Em virtude do fato de que o maior produto cultural da era stalinista são piadas políticas, é tentador parafrasear mais uma vez Brecht: o que é a melhor piada anti-stalinista diante da piada que é a própria política stalinista em si? Ou, numa versão mais atual: o que são até mesmo as melhores piadas sobre Trump diante da piada que é a própria política dele? Imagine que, alguns anos atrás, um comediante encenasse para uma plateia as declarações, os tuítes e os feitos de Trump. Suas piadas certamente seriam vistas como não-realistas e exageradas. Isso porque Trump já é uma paródia de si mesmo, com o estranho efeito de que a realidade de próprios seus atos é mais escandalosamente engraçada do que muitas paródias.

A crítica de Hegel ao humor subjetivo é hoje mais atual do que nunca. Um dos mitos populares dos regimes comunistas tardios na Europa Oriental era que havia um departamento da polícia secreta cuja função consistia não em recolher e sim de efetivamente inventar e colocar em circulação piadas políticas contra o regime e seus representantes, pois tinham ciência da função positiva estabilizadora das piadas (afinal, as piadas políticas oferecem uma maneira fácil e tolerável de desabafar, aliviando as frustrações das pessoas).

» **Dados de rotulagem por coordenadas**
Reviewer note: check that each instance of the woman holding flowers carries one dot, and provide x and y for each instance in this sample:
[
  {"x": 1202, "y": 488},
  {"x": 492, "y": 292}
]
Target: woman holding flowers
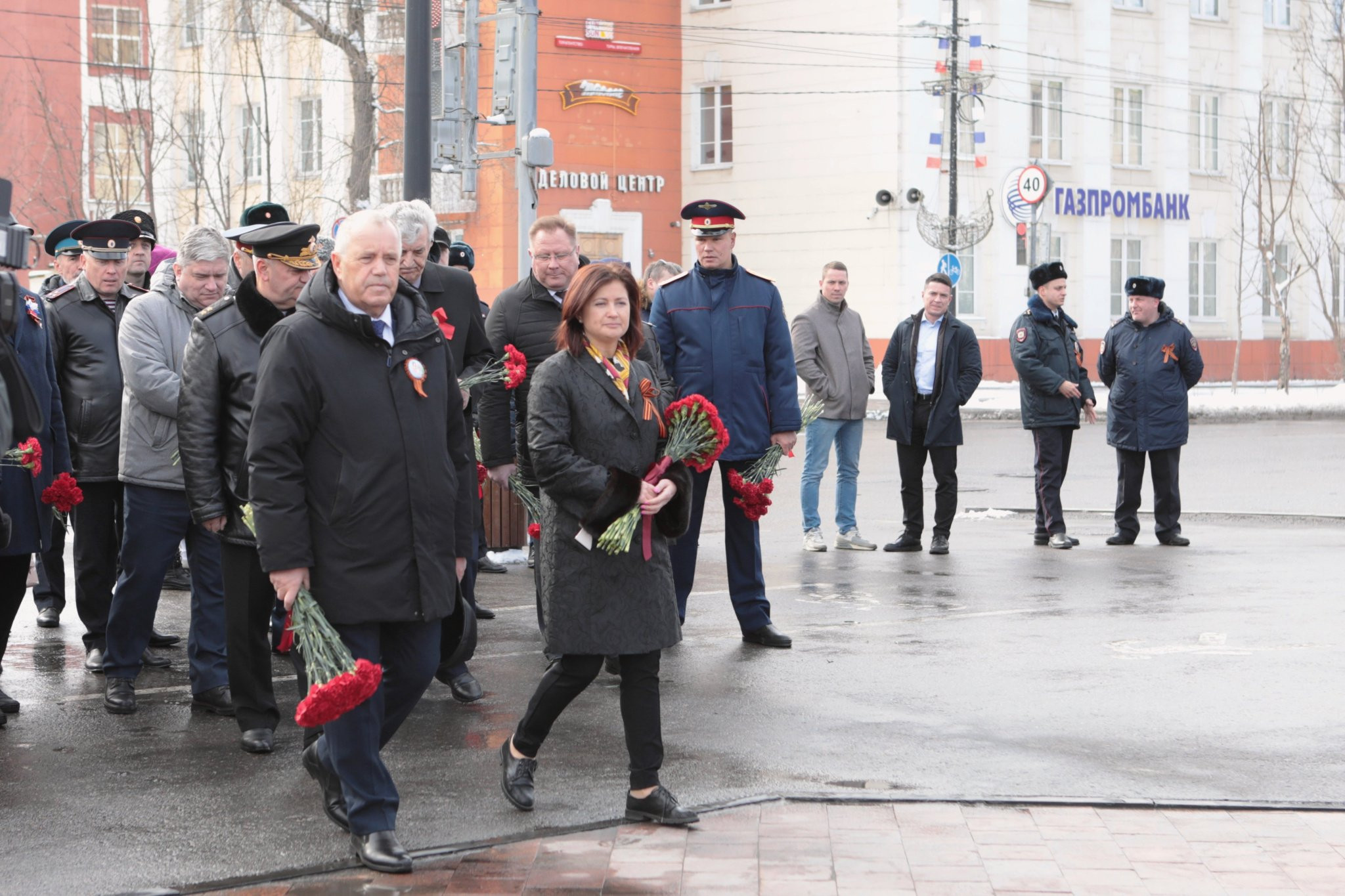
[{"x": 595, "y": 430}]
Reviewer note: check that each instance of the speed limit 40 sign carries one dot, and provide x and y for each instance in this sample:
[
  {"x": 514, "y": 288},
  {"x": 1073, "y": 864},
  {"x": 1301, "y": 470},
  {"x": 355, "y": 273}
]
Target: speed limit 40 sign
[{"x": 1032, "y": 184}]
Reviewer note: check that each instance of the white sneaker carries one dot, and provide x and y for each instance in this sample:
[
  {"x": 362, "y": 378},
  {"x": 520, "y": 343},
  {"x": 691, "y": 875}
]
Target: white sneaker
[{"x": 852, "y": 540}]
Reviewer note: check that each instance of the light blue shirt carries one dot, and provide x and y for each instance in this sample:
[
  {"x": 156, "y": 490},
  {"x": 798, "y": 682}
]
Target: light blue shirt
[
  {"x": 927, "y": 352},
  {"x": 386, "y": 316}
]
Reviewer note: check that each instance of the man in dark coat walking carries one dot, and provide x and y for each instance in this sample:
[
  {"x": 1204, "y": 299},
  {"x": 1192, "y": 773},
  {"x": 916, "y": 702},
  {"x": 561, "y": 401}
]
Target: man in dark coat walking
[
  {"x": 931, "y": 368},
  {"x": 1052, "y": 390},
  {"x": 724, "y": 335},
  {"x": 361, "y": 484},
  {"x": 1149, "y": 360}
]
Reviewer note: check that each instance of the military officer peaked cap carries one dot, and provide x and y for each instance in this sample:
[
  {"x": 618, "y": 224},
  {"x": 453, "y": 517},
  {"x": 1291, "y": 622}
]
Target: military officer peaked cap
[
  {"x": 711, "y": 217},
  {"x": 60, "y": 241},
  {"x": 1043, "y": 274},
  {"x": 288, "y": 244},
  {"x": 108, "y": 240},
  {"x": 1151, "y": 286},
  {"x": 141, "y": 219},
  {"x": 265, "y": 214}
]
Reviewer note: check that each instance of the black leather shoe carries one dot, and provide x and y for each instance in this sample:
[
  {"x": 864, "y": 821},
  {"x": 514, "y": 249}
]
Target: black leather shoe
[
  {"x": 906, "y": 543},
  {"x": 152, "y": 660},
  {"x": 381, "y": 852},
  {"x": 259, "y": 740},
  {"x": 334, "y": 802},
  {"x": 768, "y": 637},
  {"x": 120, "y": 696},
  {"x": 659, "y": 807},
  {"x": 517, "y": 778},
  {"x": 215, "y": 700},
  {"x": 466, "y": 688}
]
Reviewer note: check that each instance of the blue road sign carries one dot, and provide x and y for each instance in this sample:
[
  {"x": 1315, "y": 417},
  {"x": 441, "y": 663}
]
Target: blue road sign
[{"x": 951, "y": 267}]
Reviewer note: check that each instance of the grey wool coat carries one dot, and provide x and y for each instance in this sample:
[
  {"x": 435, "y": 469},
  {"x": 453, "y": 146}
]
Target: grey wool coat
[{"x": 591, "y": 448}]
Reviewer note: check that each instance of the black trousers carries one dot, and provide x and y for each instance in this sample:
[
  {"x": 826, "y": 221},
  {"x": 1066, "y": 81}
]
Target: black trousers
[
  {"x": 97, "y": 524},
  {"x": 14, "y": 586},
  {"x": 1052, "y": 461},
  {"x": 569, "y": 676},
  {"x": 1130, "y": 480},
  {"x": 911, "y": 459}
]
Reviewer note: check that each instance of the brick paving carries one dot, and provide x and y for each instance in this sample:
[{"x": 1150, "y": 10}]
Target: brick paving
[{"x": 898, "y": 849}]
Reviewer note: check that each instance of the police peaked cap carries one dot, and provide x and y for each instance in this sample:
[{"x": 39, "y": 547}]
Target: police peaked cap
[
  {"x": 1151, "y": 286},
  {"x": 1043, "y": 274}
]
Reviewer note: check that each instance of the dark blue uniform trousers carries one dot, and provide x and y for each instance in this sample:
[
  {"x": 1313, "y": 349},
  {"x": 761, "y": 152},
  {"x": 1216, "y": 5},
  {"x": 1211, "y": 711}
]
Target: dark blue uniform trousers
[
  {"x": 741, "y": 545},
  {"x": 350, "y": 744}
]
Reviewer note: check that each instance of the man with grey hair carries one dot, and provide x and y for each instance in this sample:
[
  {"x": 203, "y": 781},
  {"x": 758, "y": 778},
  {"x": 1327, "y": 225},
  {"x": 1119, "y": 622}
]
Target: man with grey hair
[{"x": 151, "y": 341}]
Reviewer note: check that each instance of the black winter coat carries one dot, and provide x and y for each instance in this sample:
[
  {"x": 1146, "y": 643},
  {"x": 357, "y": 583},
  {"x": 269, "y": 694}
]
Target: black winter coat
[
  {"x": 957, "y": 373},
  {"x": 214, "y": 405},
  {"x": 84, "y": 347},
  {"x": 351, "y": 472},
  {"x": 525, "y": 316},
  {"x": 1149, "y": 371},
  {"x": 591, "y": 448},
  {"x": 1047, "y": 352}
]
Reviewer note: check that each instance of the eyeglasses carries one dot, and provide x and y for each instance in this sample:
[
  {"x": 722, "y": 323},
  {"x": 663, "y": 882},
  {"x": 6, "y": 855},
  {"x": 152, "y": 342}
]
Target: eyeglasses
[{"x": 560, "y": 257}]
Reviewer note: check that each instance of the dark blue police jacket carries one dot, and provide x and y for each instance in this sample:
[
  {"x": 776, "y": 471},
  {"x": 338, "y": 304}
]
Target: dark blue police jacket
[
  {"x": 20, "y": 492},
  {"x": 724, "y": 336}
]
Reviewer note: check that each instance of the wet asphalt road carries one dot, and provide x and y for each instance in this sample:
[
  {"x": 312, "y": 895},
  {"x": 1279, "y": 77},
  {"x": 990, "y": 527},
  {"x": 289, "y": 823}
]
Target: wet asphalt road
[{"x": 998, "y": 671}]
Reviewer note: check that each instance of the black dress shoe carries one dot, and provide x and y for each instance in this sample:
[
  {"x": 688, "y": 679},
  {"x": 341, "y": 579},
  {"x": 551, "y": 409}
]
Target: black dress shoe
[
  {"x": 381, "y": 852},
  {"x": 154, "y": 661},
  {"x": 215, "y": 700},
  {"x": 768, "y": 637},
  {"x": 906, "y": 543},
  {"x": 120, "y": 696},
  {"x": 661, "y": 807},
  {"x": 517, "y": 778},
  {"x": 334, "y": 802},
  {"x": 466, "y": 688},
  {"x": 259, "y": 740}
]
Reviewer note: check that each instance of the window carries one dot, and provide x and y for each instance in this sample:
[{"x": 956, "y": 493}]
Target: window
[
  {"x": 1047, "y": 120},
  {"x": 1128, "y": 127},
  {"x": 310, "y": 152},
  {"x": 716, "y": 127},
  {"x": 1277, "y": 12},
  {"x": 1204, "y": 132},
  {"x": 250, "y": 140},
  {"x": 1202, "y": 277},
  {"x": 116, "y": 35},
  {"x": 1125, "y": 264}
]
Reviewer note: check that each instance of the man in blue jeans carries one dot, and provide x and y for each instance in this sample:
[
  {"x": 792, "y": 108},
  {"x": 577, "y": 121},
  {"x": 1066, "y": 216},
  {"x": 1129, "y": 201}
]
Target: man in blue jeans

» **DESCRIÇÃO DA TAREFA**
Extraia do texto sobre piadas políticas o trecho que começa em "A crítica de" e termina em "frustrações das pessoas).".

» **RESOLUÇÃO DA TAREFA**
A crítica de Hegel ao humor subjetivo é hoje mais atual do que nunca. Um dos mitos populares dos regimes comunistas tardios na Europa Oriental era que havia um departamento da polícia secreta cuja função consistia não em recolher e sim de efetivamente inventar e colocar em circulação piadas políticas contra o regime e seus representantes, pois tinham ciência da função positiva estabilizadora das piadas (afinal, as piadas políticas oferecem uma maneira fácil e tolerável de desabafar, aliviando as frustrações das pessoas).